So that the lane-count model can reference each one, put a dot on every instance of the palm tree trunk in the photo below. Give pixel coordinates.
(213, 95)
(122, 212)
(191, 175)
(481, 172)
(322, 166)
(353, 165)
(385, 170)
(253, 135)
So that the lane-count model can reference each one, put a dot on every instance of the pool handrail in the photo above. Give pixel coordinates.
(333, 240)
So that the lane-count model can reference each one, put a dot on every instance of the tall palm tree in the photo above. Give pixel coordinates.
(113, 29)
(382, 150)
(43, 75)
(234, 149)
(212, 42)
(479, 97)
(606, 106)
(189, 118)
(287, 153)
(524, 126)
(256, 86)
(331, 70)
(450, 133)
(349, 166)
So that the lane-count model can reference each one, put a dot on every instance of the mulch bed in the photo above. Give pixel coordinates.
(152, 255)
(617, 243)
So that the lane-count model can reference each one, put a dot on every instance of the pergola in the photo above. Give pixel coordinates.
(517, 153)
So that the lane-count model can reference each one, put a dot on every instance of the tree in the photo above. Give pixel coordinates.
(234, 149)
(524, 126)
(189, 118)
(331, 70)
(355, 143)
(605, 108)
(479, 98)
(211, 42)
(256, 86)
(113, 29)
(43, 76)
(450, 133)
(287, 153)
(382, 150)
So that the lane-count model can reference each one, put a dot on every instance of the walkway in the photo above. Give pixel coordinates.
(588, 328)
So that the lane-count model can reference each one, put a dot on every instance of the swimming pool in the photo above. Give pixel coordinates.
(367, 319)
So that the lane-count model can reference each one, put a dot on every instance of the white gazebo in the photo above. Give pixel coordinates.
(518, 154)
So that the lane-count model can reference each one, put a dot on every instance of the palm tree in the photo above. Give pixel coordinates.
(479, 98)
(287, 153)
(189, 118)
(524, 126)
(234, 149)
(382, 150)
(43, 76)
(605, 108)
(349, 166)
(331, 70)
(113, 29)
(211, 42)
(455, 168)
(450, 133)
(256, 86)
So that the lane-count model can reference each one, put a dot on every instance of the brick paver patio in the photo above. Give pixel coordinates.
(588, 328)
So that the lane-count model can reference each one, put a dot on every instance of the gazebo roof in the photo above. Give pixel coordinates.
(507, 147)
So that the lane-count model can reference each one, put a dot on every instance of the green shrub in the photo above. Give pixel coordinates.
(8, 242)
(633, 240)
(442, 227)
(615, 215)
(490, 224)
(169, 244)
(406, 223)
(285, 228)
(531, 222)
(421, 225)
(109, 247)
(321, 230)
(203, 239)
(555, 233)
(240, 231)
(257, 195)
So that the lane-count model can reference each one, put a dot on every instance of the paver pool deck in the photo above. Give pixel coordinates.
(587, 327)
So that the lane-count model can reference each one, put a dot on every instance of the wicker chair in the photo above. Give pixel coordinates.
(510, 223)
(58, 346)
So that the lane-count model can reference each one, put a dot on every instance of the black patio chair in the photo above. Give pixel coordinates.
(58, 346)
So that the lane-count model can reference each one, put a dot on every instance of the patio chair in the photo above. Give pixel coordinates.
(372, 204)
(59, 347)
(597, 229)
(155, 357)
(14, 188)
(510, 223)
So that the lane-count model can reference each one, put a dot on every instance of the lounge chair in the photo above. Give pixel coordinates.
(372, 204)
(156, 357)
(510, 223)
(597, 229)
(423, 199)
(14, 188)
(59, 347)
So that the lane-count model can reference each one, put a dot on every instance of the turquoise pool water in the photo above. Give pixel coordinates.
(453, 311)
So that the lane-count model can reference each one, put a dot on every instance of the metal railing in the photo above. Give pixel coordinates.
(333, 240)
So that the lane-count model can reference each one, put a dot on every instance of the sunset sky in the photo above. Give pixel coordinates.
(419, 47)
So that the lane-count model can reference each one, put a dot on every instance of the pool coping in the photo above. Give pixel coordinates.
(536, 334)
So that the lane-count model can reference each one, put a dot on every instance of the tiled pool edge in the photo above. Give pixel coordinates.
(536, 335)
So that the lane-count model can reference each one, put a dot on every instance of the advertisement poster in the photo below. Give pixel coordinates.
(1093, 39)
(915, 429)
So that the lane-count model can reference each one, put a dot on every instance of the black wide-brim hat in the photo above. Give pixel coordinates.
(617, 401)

_ _ _ _ _ _ _

### Given exercise
Can you lay out the records as a Markdown table with the columns No. and Line, numbering each row under No. and putting the line under Line? Start with the line containing "coping in the photo above. Give pixel coordinates.", include every line through the last line of the records, and leave out blank lines.

### Exercise response
| No. | Line |
|---|---|
| 1 | So that the lane-count model can reference each one, put a dot on every instance of the pool coping in the photo above. Give pixel coordinates. |
| 2 | (536, 334) |
| 3 | So that the lane-count model can reference each one, put a dot on every instance of the tiled pool edge in the photo above. Give pixel coordinates. |
| 4 | (536, 335) |
| 5 | So that the lane-count model can reference each one, put a dot on every instance of the advertisement poster in the photo below. Give pixel coordinates. |
| 6 | (1093, 39) |
| 7 | (915, 429) |
| 8 | So that the lane-count model can reference each one, put a dot on every instance of the black wide-brim hat in the photo above. Give pixel coordinates. |
| 9 | (617, 401) |